>> Start Quoted text

Washington Federal Court Dismissed Some Preemption Claims in Lawsuit Challenging Denial of Water Quality Certification for Coal Export Facility

The federal district court for the Western District of Washington dismissed preemption claims challenging the State of Washington’s denial of a water quality certification for a coal export facility. The court found that neither the facility’s developer nor the rail company that would transport coal to the facility had standing for the preemption claims. Because a ruling in the plaintiffs’ favor on the preemption issue could have invalidated only some of the grounds for the denial of the water quality certification, the plaintiffs could not show that a ruling in their favor would redress their injury. The court also found that even if the plaintiffs had standing, neither the Interstate Commerce Commission Termination Act nor the Ports and Waterways Safety Act preempted the denial of the water quality certification. On January 24, 2019, both the state defendants and environmental groups that had intervened on their behalf filed motions for summary judgment seeking dismissal of the rail company’s claim that denial of the water quality certification was preempted by U.S. foreign policy favoring expansion of coal exports. Lighthouse Resources Inc. v. Inslee, No. 3:18-cv-05005 (W.D. Wash. order Dec. 11, 2018; state motion and environmental group motion Jan. 24, 2019).

Federal Court Ruled for Sierra Club in FOIA Lawsuit Against EPA

On December 26, 2018, the federal district court for the Northern District of California granted Sierra Club’s motion for partial summary judgment in a Freedom of Information Act (FOIA) lawsuit seeking the external communications of seven U.S. Environmental Protection Agency (EPA) personnel. The court agreed with the plaintiffs that EPA had violated FOIA by not making a determination as to whether to comply with Sierra Club’s four requests within 20 business days of receipt. The court ordered EPA to produce the priority documents identified by Sierra Club at “approximately” Sierra Club’s proposed schedule. Sierra Club v. EPA, No. 3:18-cv-03472 (N.D. Cal. Dec. 26, 2018).

California Appellate Court Dismissed Appeal Challenging 2013 Version of Plan Bay Area

In an unpublished opinion, the California Court of Appeal ruled that adoption of the “Plan Bay Area 2040” sustainable community strategy in 2017 mooted an appeal concerning an earlier “Plan Bay Area.” Petitioners argued that Plan Bay Area could not feasibly meet greenhouse gas emissions reductions targets, that it violated the Equal Protection Clause of the Fourteenth Amendment, and that it usurped local land use autonomy. The appellate court said it was “disinclined” to analyze the infeasibility claim without the petitioners explaining the impacts of “meaningful changes” included in Plan Bay Area 2040. The appellate court also found that the petitioners had provided no reason to conclude that the other claims were likely to recur or raised declaratory relief issues that should be addressed by the court. The Court of Appeal said it was sympathetic to the argument that the issues raised were likely to evade judicial review, due to the required revision of the plan every four years and the time required for review. The court concluded, however, that the argument was not persuasive “in the absence of any meaningful indication by petitioners” that the factors warranting exercise of discretionary authority to consider the appeal were present in this case. Post Sustainability Institute v. Association of Bay Area Governments, No. A144815 (Cal. Ct. App. Jan. 16, 2019).

>> End Quoted text
>> Start Provided material

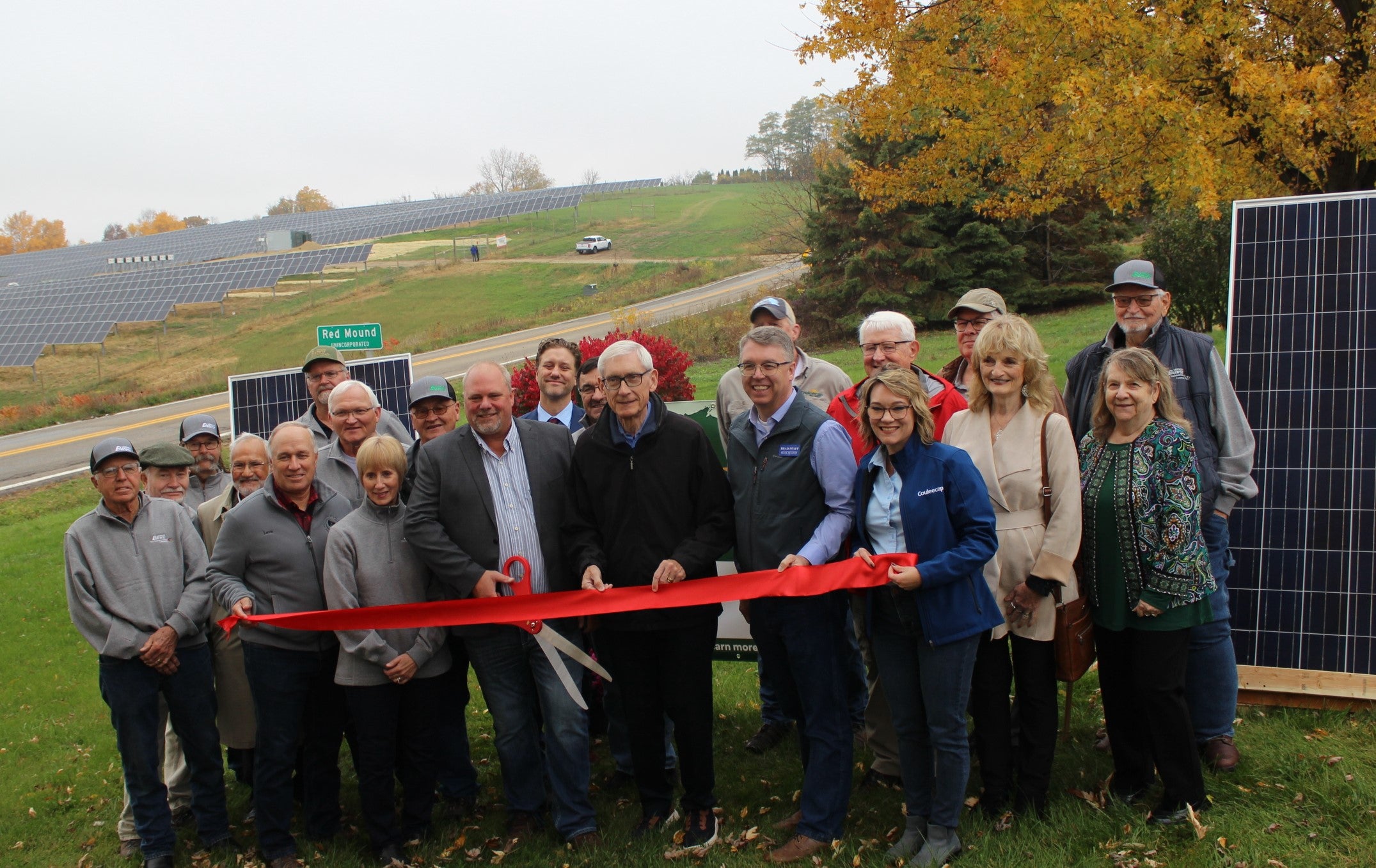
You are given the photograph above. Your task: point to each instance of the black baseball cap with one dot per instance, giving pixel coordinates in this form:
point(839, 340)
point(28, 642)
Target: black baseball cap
point(200, 424)
point(431, 387)
point(1137, 272)
point(109, 448)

>> End Provided material

◆ **Job A**
In the case summaries, start at the words "On December 26, 2018, the" and stop after "Dec. 26, 2018).". Reproduce that span with "business days" swapped for "calendar days".
◆ **Job B**
Name every court that the case summaries say issued a ruling or order.
◆ **Job C**
Do these statements agree with the case summaries? For each, answer yes or no and quote the deciding words.
(i) The Washington court found that the rail company had standing for the preemption claims.
(ii) EPA was ordered to produce the priority documents at approximately Sierra Club's proposed schedule.
(iii) Plan Bay Area is required to be revised every four years.

◆ **Exercise response A**
On December 26, 2018, the federal district court for the Northern District of California granted Sierra Club’s motion for partial summary judgment in a Freedom of Information Act (FOIA) lawsuit seeking the external communications of seven U.S. Environmental Protection Agency (EPA) personnel. The court agreed with the plaintiffs that EPA had violated FOIA by not making a determination as to whether to comply with Sierra Club’s four requests within 20 calendar days of receipt. The court ordered EPA to produce the priority documents identified by Sierra Club at “approximately” Sierra Club’s proposed schedule. Sierra Club v. EPA, No. 3:18-cv-03472 (N.D. Cal. Dec. 26, 2018).

◆ **Exercise response B**
- The federal district court for the Western District of Washington
- The federal district court for the Northern District of California
- The California Court of Appeal

◆ **Exercise response C**
(i) No: "neither the facility’s developer nor the rail company that would transport coal to the facility had standing for the preemption claims"
(ii) Yes: "The court ordered EPA to produce the priority documents identified by Sierra Club at “approximately” Sierra Club’s proposed schedule."
(iii) Yes: "the required revision of the plan every four years"